(Passage provided):
** START **
You're probably wondering why we didn't include the Kawasaki ZX-6RR in last issue's 600-class shootout. The reason was because Kawasaki officials were originally keeping tight reins on their 6RR test bikes, and specified that we could only test one on the track under their supervision. Since our testing also included street riding (plus the fact that the 6RR is technically a "limited production" motorcycle aimed primarily at homologation for supersport racing), we decided to leave it out of the 600 comparison test in the interest of fairness. After we completed the middleweight shootout, however, Kawasaki in Japan apparently changed its mind and released the ZX-6RR for full road testing by the media
The major technical details of the new ZX-6RR were covered in our first ride feature previously (Late Braking, April '03). To briefly recap, the chassis is identical to the new 6R-save for the adjustable swingarm pivot. The engine, however, is totally different; in order to stay at the 600cc maximum displacement limit for supersport racing worldwide, a highly oversquare bore/stroke configuration (67.0 x 42.5mm, compared to 68.0 x 43.8mm for the ZX-6R, and 66.0 x 43.8mm for the old ZX-6R) is used. Other than the parts associated with that displacement, such as the crankshaft, rods, pistons, cylinders and cams (which feature adjustable cam sprockets on both models), everything else is the same as the new ZX-6R motor, including the cylinder head and fuel injection system which utilizes 38mm throttle bodies (versus the 36mm carbs of the old 6R).
The 6RR's gearbox sports the other big difference between it and its 636cc brother. Although the transmission ratios are identical to the 6R (more closely spaced ratios from third through sixth gear compared to the old 6R), the 6RR has the added benefit of a ramp-type slipper clutch, a first on a production 600. Aimed at eliminating wheel hop on downshifts during the heat of battle, the 6RR's slipper clutch can be adjusted by using optional accessory springs to alter the amount of slip. The shift action itself can also be adjusted via an accessory detent spring.
Since the suspension and brakes are identical to the new 6R, we aren't surprised that the 6RR exhibits the same razor-sharp handling manners. Steering is on the quick side, with light effort needed to initiate turn-in, and the bike holds a tight line with ease and precision. We noticed a very slight improvement in turn-in effort compared to the new 6R, probably due to the lighter crankshaft. Suspension action is very good, though the 6RR exhibits the 6R's slightly nervous handling when pushed to the limit. A bit too much high-speed compression damping, coupled with stiff spring rates (we ended up taking out almost all the preload in the front fork and softening up the rear considerably), ends up feeding a lot of bump energy back into the chassis over rough pavement, and one tester still noted a tendency to tankslap if he wasn't careful powering through transitions. Heavier riders (more than 175 pounds) probably won't notice this as much.
Braking action from the radially mounted four-piston Tokico calipers and 280mm discs is excellent, with stupendous power, progressiveness and feel. We noticed that the 6R and 6RR's brakes on our test units lost a bit of initial bite and progressiveness over time, but their overall power was unaffected; if anything, it helped alleviate some of the oversensitivity that a couple of testers initially complained about (though one felt they were still a little too touchy).
** END **
(Data lines):
** START **
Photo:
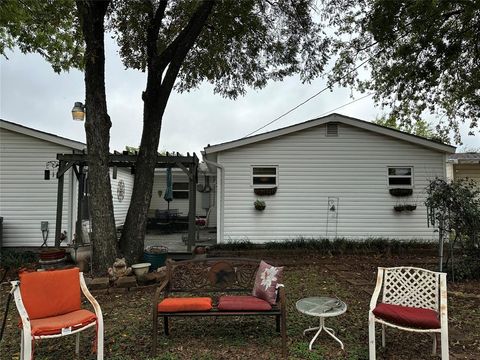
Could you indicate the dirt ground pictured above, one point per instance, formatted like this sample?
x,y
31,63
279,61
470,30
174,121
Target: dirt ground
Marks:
x,y
351,278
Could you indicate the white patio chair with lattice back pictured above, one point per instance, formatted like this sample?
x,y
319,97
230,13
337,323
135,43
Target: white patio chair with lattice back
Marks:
x,y
413,299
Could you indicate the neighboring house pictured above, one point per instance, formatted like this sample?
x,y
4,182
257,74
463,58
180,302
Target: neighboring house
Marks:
x,y
464,165
328,177
27,199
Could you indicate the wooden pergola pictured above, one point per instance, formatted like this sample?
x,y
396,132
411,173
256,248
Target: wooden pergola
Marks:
x,y
78,162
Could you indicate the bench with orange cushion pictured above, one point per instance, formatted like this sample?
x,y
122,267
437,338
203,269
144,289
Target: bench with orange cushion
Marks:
x,y
213,287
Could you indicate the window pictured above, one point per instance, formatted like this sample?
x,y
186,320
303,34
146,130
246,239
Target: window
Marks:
x,y
180,190
332,129
264,176
400,176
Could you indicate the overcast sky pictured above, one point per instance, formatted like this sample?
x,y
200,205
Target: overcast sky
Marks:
x,y
33,95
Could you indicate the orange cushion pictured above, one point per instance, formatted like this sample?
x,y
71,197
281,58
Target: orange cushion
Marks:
x,y
54,325
50,293
408,316
242,303
185,304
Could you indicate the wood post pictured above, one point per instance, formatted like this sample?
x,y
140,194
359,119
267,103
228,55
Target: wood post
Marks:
x,y
58,224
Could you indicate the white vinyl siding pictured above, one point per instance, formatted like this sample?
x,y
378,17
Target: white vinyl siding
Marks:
x,y
400,176
264,176
350,167
120,207
26,198
470,171
160,184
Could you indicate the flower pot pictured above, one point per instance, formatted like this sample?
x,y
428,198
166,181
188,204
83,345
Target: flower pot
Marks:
x,y
156,256
400,192
140,269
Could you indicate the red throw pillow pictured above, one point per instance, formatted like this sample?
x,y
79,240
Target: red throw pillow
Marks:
x,y
408,316
266,281
242,303
185,304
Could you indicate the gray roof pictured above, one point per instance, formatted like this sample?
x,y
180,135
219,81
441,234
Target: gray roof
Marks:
x,y
468,157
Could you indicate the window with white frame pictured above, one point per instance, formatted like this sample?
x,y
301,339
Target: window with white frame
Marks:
x,y
400,176
264,176
180,190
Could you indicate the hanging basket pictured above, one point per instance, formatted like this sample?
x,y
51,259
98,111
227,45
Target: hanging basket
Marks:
x,y
265,191
400,192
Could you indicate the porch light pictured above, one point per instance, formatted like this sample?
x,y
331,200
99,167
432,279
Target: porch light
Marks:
x,y
78,111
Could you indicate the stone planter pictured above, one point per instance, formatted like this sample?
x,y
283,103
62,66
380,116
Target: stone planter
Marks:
x,y
141,269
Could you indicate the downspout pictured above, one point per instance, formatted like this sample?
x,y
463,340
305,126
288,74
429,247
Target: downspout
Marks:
x,y
220,194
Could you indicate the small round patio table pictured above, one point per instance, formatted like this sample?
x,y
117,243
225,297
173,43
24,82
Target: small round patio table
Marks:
x,y
321,307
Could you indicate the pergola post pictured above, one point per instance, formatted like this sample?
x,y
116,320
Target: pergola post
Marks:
x,y
58,224
192,189
81,190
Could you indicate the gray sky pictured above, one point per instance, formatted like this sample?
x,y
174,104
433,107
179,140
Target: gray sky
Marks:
x,y
31,94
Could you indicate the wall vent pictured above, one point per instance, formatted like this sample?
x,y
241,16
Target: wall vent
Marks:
x,y
332,129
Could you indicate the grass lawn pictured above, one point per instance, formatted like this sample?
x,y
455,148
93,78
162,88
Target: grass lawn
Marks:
x,y
128,327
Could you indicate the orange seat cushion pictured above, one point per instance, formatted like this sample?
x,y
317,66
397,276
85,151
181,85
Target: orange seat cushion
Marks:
x,y
50,293
54,325
408,316
242,303
185,304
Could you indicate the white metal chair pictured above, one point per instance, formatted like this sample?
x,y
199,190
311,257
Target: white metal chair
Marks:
x,y
413,299
48,303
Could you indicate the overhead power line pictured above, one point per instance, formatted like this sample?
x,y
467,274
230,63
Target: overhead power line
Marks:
x,y
314,96
342,106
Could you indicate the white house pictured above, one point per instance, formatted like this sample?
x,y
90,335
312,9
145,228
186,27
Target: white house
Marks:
x,y
328,177
27,199
205,196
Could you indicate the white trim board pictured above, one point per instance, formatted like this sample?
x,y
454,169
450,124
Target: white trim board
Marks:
x,y
7,125
332,118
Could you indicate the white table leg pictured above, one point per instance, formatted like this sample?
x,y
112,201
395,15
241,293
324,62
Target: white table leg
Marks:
x,y
333,335
322,326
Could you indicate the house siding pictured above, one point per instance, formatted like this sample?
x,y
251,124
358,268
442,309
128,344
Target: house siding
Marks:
x,y
471,171
312,168
26,198
120,206
160,184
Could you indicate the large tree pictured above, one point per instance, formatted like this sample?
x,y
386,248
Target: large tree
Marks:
x,y
420,128
232,44
423,56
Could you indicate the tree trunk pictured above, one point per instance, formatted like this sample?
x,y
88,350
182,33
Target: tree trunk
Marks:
x,y
162,72
133,236
97,128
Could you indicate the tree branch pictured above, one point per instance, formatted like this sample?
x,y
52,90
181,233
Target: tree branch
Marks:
x,y
154,27
192,30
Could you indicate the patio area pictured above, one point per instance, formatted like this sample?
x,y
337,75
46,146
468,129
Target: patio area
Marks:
x,y
351,278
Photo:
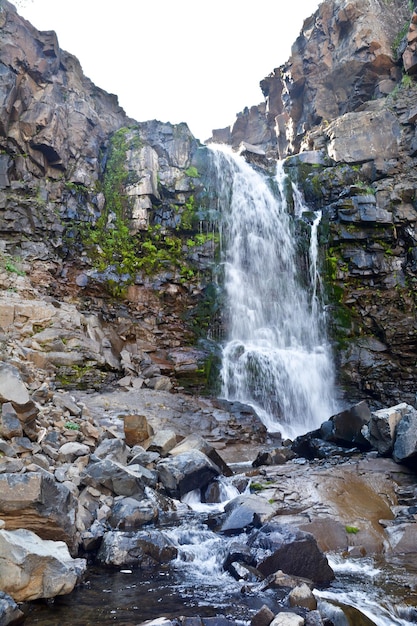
** END **
(Given request 1): Please reproduce, word for word, the part of the ZX-6RR review that begins with the words containing "Braking action from" and ends with "little too touchy).".
(Given request 2): Give only the number of lines in the records that contain the string "frame".

(Written answer 1):
Braking action from the radially mounted four-piston Tokico calipers and 280mm discs is excellent, with stupendous power, progressiveness and feel. We noticed that the 6R and 6RR's brakes on our test units lost a bit of initial bite and progressiveness over time, but their overall power was unaffected; if anything, it helped alleviate some of the oversensitivity that a couple of testers initially complained about (though one felt they were still a little too touchy).

(Written answer 2): 2